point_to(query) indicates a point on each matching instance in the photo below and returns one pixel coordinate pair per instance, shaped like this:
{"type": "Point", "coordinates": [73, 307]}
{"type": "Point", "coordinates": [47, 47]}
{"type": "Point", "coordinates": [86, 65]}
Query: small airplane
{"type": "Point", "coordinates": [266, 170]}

__Instructions for the task__.
Can you reproduce the material above, changing every "instance" to "object" and leaving everything else untouched?

__Exercise answer__.
point_to(query) indicates a point on each matching object in the photo below and returns one pixel coordinate pair per object, shaped like this:
{"type": "Point", "coordinates": [73, 307]}
{"type": "Point", "coordinates": [47, 47]}
{"type": "Point", "coordinates": [86, 65]}
Query: small airplane
{"type": "Point", "coordinates": [266, 170]}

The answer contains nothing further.